Pointing entries for named objects:
##########
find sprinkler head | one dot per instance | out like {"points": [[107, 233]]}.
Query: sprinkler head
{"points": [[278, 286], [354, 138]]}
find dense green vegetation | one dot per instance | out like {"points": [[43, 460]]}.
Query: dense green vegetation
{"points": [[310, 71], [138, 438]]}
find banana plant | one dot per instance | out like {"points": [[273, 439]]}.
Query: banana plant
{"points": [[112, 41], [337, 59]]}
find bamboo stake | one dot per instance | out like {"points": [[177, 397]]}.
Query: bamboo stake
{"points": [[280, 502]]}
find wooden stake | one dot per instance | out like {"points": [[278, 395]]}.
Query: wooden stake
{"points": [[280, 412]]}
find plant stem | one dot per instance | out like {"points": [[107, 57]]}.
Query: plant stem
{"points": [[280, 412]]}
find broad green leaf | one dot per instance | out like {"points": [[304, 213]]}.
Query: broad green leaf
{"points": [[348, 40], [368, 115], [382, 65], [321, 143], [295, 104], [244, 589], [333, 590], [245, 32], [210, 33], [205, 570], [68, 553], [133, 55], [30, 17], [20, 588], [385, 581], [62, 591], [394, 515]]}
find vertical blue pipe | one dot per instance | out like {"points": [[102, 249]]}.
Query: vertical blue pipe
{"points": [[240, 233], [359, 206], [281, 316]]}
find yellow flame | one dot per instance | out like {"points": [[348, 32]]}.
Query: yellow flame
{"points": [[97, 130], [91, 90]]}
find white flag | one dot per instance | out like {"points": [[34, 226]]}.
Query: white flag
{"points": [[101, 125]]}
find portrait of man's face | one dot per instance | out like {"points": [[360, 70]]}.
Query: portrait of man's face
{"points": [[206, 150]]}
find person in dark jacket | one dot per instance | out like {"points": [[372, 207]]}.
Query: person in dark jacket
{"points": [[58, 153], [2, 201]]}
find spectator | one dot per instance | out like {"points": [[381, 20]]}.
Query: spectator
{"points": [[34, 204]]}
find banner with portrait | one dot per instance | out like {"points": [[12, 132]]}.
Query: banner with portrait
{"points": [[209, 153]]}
##########
● WHAT TO WORK ON
Rewrite all of the records above as a JSON list of strings, with one string for each line and no blank lines.

● RESULT OF THIS TASK
[
  "find sprinkler head | one dot per instance | out like {\"points\": [[107, 233]]}.",
  "Query: sprinkler head",
  "{\"points\": [[278, 286], [354, 138]]}",
  "find dense green vegetation | one dot per instance | out like {\"points\": [[43, 460]]}.",
  "Query: dense green vegetation",
  "{\"points\": [[310, 71], [138, 438]]}",
  "find banana plant | one dot per instance | out like {\"points\": [[273, 439]]}.",
  "Query: banana plant",
  "{\"points\": [[112, 41], [337, 59]]}",
  "find bamboo stake | one dot per instance | out like {\"points\": [[177, 397]]}.",
  "Query: bamboo stake",
  "{\"points\": [[280, 502]]}",
  "find wooden stake | one dot per instance | out like {\"points\": [[278, 395]]}.",
  "Query: wooden stake",
  "{\"points\": [[280, 412]]}",
  "find plant stem | one dot per instance | out like {\"points\": [[107, 57]]}.",
  "Query: plant stem",
  "{\"points\": [[280, 412]]}",
  "find broad green leaf | one dot per instance | out like {\"points\": [[304, 213]]}.",
  "Query: broad green leaf",
  "{\"points\": [[348, 40], [368, 115], [382, 65], [321, 143], [295, 104], [244, 589], [333, 590], [245, 32], [210, 33], [205, 570], [68, 553], [133, 55], [30, 17], [20, 588], [385, 581], [62, 591], [394, 515]]}",
  "find vertical blue pipe | one dot per instance | out like {\"points\": [[102, 249]]}.",
  "Query: vertical blue pipe",
  "{\"points\": [[240, 233], [359, 206], [281, 316]]}",
  "find yellow flame | one dot per instance | out like {\"points\": [[348, 32]]}.",
  "Query: yellow flame",
  "{\"points\": [[97, 130], [91, 90]]}",
  "find white flag | one dot per instance | out like {\"points\": [[34, 226]]}.",
  "Query: white flag",
  "{\"points\": [[101, 125]]}",
  "find portrait of man's face | one dot per instance | out like {\"points\": [[360, 70]]}.",
  "Query: portrait of man's face",
  "{\"points\": [[206, 150]]}",
  "find person in dark jacket | one dot per instance | out like {\"points\": [[372, 207]]}.",
  "Query: person in dark jacket",
  "{\"points\": [[58, 153], [2, 201]]}",
  "find spectator | one dot per instance | out like {\"points\": [[381, 20]]}.",
  "Query: spectator",
  "{\"points\": [[34, 204]]}",
  "find banner with portrait | one dot per instance | out like {\"points\": [[12, 132]]}.",
  "Query: banner with portrait",
  "{\"points\": [[209, 153]]}"
]